- **Problem A**
In the text on the bamboo basket dome, why did the team have to give the structure extra resistance through its shape?

- **Selected excerpt**

----

The project started at the instigation of Kengo Kuma to organize a workshop in Tokyo to build a small shelter by the students of the Kengo Kuma Lab and the Politecnico di Milano (Design and Technological Innovation Course).
The idea of ​​using the bamboo baskets for sushi has necessitated a new algorithm to manage the geometrical composition that, at the beginning, had to be conical.
After the first proposals we opted for a semi-dome, keeping the goal to place inside a tatami, to create a space for the ceremony of tea. To recreate the dome with discrete elements primarily a geodesic shape was considered.
Thanks to the speed of change permitted by parametric model for an equal final form it was possible to explore different arrangements of co-constituents dome elements, precisely discretized in elementary particles consisting of woven bamboo baskets.

Once deepened stiffness and strenght properties of the material used, thanks to a mock-up made by the Kuma-lab students, we have realized that the structure did not appear self-baering because of weakness of the elements used, that for reasons of cost was not equipped with a perimeter stiffening as thought at first. To work around this problem, thanks to the valuable structural consultancy of Professor Jun Sato and Kengo Kuma tips, it was conferred further resistance to the structure to be built by its shape. To do this, at first, we used a form-finding process, implemented by Grasshopper, using the Kangaroo software. We have then arranged some FRP rods (fiber reinforced plastic) in the most stressed meridian and parallel positions of the dome.

----

- **Records supplied**
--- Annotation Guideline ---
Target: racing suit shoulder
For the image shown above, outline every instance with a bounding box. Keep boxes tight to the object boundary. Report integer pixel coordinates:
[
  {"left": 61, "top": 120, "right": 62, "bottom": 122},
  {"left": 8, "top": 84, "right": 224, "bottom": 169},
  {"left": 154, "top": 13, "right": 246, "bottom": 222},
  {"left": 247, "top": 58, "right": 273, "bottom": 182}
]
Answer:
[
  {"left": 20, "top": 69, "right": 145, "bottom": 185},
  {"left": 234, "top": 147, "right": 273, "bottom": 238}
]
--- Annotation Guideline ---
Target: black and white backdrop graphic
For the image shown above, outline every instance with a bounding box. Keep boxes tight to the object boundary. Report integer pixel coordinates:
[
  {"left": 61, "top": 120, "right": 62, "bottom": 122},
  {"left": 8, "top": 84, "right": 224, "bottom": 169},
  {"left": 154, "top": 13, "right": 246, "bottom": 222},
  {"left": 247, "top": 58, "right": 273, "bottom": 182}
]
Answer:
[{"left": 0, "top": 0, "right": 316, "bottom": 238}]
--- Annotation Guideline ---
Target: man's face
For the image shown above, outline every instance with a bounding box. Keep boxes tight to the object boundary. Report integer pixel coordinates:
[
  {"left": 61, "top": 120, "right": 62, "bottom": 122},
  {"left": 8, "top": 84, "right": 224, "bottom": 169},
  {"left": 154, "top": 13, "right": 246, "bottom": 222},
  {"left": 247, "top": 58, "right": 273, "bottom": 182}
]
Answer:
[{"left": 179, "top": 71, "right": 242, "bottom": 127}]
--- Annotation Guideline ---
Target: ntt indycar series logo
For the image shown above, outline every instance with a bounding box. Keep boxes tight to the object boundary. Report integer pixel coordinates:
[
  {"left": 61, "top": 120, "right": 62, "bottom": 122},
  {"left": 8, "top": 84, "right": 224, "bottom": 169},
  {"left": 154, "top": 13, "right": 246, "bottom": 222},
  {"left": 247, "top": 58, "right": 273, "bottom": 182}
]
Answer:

----

- **Problem B**
Which lines in the entries above contain the string "Target"? Copy out each of them.

- **Correct result A**
A mock-up built by the Kuma-lab students showed that the structure was not self-bearing because the woven bamboo basket elements were weak. For reasons of cost, those elements also lacked the perimeter stiffening that had first been planned.

- **Correct result B**
Target: racing suit shoulder
Target: black and white backdrop graphic
Target: man's face
Target: ntt indycar series logo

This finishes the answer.